§ Task description: Tally the lines in the rows below that contain the word "white". Case counts; give only the number.

§ Records for the task:
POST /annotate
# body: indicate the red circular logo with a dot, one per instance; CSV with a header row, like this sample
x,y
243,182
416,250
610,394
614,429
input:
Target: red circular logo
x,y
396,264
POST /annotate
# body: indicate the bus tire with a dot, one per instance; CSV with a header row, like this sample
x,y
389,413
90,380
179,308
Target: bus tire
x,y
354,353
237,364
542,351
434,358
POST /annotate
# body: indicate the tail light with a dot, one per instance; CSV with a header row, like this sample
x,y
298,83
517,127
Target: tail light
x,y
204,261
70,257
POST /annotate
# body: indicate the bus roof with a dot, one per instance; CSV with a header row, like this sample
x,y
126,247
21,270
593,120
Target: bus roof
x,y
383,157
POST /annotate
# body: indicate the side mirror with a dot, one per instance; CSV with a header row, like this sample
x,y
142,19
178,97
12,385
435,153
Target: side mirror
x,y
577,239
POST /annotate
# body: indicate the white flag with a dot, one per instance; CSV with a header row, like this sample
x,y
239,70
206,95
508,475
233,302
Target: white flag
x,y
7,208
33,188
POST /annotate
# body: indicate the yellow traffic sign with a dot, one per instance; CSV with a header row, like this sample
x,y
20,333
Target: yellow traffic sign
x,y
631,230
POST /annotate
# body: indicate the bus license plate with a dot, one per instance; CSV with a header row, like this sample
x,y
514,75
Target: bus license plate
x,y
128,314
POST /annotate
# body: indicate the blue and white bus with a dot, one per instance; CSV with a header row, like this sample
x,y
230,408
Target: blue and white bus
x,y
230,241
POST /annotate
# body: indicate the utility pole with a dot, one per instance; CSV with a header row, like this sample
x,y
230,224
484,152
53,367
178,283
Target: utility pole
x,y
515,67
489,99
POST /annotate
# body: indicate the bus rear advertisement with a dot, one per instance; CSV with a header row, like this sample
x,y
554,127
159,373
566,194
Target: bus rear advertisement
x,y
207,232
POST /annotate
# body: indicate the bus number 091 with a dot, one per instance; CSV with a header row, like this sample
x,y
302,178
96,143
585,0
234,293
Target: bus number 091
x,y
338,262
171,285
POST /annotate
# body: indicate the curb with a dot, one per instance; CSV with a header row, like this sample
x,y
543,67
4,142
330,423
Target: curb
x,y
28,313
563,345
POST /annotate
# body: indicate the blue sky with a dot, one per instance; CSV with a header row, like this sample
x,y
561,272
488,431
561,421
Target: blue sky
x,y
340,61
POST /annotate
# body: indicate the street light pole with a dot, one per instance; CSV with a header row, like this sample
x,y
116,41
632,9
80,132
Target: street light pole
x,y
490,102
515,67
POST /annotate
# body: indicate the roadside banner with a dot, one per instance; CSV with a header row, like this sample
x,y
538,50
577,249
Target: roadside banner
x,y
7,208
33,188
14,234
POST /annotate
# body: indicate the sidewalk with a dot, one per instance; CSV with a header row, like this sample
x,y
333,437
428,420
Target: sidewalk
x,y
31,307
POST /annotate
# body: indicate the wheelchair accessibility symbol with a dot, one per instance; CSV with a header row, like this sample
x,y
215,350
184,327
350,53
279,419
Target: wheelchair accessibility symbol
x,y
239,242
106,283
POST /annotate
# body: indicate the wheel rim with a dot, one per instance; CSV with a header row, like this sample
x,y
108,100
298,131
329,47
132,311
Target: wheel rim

§ Reply: 4